__Items from a dataset__:
--------------------------------------------------

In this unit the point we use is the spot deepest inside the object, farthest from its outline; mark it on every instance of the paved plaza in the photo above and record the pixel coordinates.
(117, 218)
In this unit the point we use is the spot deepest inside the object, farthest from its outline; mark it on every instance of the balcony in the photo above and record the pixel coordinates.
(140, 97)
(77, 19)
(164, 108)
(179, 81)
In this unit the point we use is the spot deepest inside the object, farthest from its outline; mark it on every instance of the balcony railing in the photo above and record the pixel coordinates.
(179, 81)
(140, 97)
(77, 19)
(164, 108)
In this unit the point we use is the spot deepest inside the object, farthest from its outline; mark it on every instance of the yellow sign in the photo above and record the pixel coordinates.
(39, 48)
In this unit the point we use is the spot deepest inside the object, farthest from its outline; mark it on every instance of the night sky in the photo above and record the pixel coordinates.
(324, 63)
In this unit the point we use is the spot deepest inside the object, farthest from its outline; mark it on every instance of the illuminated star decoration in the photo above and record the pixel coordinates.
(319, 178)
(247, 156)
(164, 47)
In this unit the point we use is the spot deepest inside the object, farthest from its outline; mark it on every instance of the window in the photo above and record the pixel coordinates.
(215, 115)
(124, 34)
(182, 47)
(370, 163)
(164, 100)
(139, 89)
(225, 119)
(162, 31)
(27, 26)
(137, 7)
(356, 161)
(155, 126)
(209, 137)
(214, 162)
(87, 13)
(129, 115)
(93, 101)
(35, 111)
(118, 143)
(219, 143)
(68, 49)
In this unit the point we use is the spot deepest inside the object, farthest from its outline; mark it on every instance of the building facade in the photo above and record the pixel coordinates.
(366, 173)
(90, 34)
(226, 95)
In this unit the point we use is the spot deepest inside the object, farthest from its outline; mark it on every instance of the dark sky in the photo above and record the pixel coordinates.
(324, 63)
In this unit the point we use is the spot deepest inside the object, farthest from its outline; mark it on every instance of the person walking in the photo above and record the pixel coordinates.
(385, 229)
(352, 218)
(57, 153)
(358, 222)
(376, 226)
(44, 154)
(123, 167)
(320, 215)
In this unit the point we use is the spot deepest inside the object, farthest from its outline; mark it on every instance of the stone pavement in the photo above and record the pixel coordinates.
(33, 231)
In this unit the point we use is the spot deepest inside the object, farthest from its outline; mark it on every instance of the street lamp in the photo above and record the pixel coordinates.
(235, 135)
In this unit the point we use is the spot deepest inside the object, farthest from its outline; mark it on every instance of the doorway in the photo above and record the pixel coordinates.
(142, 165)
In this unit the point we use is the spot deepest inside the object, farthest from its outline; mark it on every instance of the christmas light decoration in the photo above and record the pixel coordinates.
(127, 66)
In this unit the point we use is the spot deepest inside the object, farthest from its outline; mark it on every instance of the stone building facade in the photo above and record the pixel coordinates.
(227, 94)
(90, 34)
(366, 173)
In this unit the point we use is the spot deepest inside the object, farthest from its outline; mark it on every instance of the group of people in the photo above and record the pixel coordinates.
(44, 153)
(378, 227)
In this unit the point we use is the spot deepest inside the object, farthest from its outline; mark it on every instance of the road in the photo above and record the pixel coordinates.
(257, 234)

--------------------------------------------------

Each record must be reproduced exactly. Keep every one.

In this unit the point we use is the spot deepest inside the object, farthest from its outline; mark it on every instance of the paved plaza in the photo above and record the pixel coordinates.
(117, 218)
In this unit the point we use is the spot deepest inside the object, farthest from its outline; mark it on every instance of the balcony in the photo above and record the pixel coordinates.
(140, 97)
(77, 19)
(164, 108)
(179, 81)
In this unit the point we use is the spot deepest inside the object, farthest from its outline; mark it on every instance of the balcony railing in the photo above and record the pixel coordinates.
(179, 81)
(140, 97)
(77, 19)
(164, 108)
In this unit the point we use is the spot deepest inside the object, farthest from its outline; mark it on every instance of the yellow sign in the photo above and record the pixel coordinates.
(39, 48)
In this unit the point we use is the spot deepest inside the object, farthest from its outline; mark it on every instance of the night sky in the photo above and record the pixel coordinates.
(324, 63)
In this unit the point we use is the spot deepest inside the object, farthest from its outline; mark it on every instance of the illuminated star decoration in the photo above and record the pixel coordinates.
(319, 178)
(247, 156)
(164, 47)
In this unit the point we use is the spot deepest inside the object, farthest from its outline; mark it on every instance of the window in the photo above and record the pixel coordinates.
(215, 115)
(124, 34)
(182, 47)
(370, 163)
(164, 100)
(139, 89)
(225, 119)
(162, 31)
(27, 26)
(137, 7)
(356, 161)
(155, 126)
(209, 137)
(214, 162)
(87, 13)
(129, 115)
(93, 101)
(35, 111)
(118, 143)
(219, 143)
(68, 49)
In this unit the point we use is the spot deepest inside the object, farthest from its outline; mark it on every instance of the building facade in the photo above and record the pixel coordinates.
(366, 173)
(90, 34)
(226, 95)
In this unit the point we use is the spot deepest inside the object, farthest from its outline; mark it on every instance of the dark sky in the photo above and record the pixel coordinates.
(324, 63)
In this unit the point we use is the spot deepest inside the object, farthest from its outline; mark it on every instance of the person walking in the photo above and record the pixel coordinates.
(385, 229)
(352, 218)
(57, 153)
(358, 222)
(376, 226)
(44, 154)
(123, 167)
(320, 215)
In this unit the point we use is the spot deepest inside the object, farthest from its outline; mark it on every instance of the stone pavement in the photo above and record the pixel coordinates.
(33, 231)
In this unit the point we use is the spot deepest inside the object, farthest from its outline; mark it on every instance of the street lamp in the photo above and record the pixel coordinates.
(235, 135)
In this unit the point we use is the spot deepest inside the object, farthest from its outline; mark it on every instance of the doorway in the photo above and record the pixel coordinates.
(142, 165)
In this unit the point we use is the spot deepest inside the object, farthest from its outline; mark it on every instance of the christmas light decoration in the photo above and record the pixel coordinates.
(127, 66)
In this unit the point we use is the spot deepest inside the object, farthest from its outline; mark it on every instance of the stone building facade in the photo above and record the pixel coordinates.
(227, 94)
(90, 34)
(366, 173)
In this unit the point we use is the spot deepest inside the object, farthest from its outline; mark it on every instance of the group of people in the photo above and record the pixel coordinates.
(44, 153)
(378, 227)
In this unit the point we use is the spot deepest inside the object, farthest from its outline; mark it on every instance of the road in the photo above and record the pixel coordinates.
(257, 234)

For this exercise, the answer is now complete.